— Tasks and exercises —
1) According to the TRREB text on the Fall Economic Statement, until what date has the province extended the temporary gas and fuel tax cuts?
2) Please print the TRREB text on the Fall Economic Statement from "Here are three" up to and including "litre on diesel fuel.".
3) Continue the TRREB text on the Fall Economic Statement from the point where it stops.

— Text passage —
Taken from TRREB Toronto Regional Real Estate Board

October 31 2024

TRREB works closely with OREA and elected officials at Queen’s Park to fight for public policy that builds more housing and supports the business of real estate. 

As part of our important work, we monitor government announcements for issues that impact you and your business. Yesterday, Finance Minister Peter Bethlenfalvy announced the 2024 Ontario Economic Outlook and Fiscal Review, also referred to as the Fall Economic Statement

The Fall Economic Statement is a mid-year update provided by a government that serves as a supplement to the annual budget, offering a revised look at economic forecasts, revenue, and spending for the fiscal year, and any changes in government priorities or initiatives.

Here are three key highlights of the Statement, including items specific to housing and real estate: 

 

  1. Cost of Living and Tax Relief: Support for Ontario Families
    Several new measures are being introduced to ease the financial burden on Ontario residents:

  • Temporary Gas and Fuel Tax Cuts: The province has extended the temporary gas and fuel tax cuts until June 30, 2025. The temporary reductions include a cut of 5.7 cents per litre on gasoline and 5.3 cents per litre on diesel fuel.

— Source material —
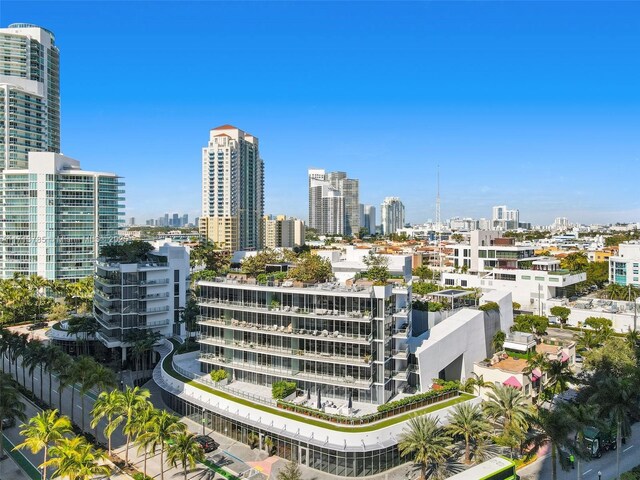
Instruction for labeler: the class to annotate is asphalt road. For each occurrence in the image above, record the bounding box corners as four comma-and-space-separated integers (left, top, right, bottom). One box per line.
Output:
518, 423, 640, 480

— Answers to the exercises —
1) June 30, 2025.

2)
Here are three key highlights of the Statement, including items specific to housing and real estate: 

 

  1. Cost of Living and Tax Relief: Support for Ontario Families
    Several new measures are being introduced to ease the financial burden on Ontario residents:

  • Temporary Gas and Fuel Tax Cuts: The province has extended the temporary gas and fuel tax cuts until June 30, 2025. The temporary reductions include a cut of 5.7 cents per litre on gasoline and 5.3 cents per litre on diesel fuel.

3)
  • Taxpayer Rebate: In early 2025, Ontario taxpayers will be eligible for a one-time rebate of $200 per person, with an additional $200 for each child. You must be a resident of Ontario and file an income tax return to qualify for the rebate. Ontario taxpayers who file their tax returns will automatically qualify for the rebate. The rebate extends to each dependent child in a family.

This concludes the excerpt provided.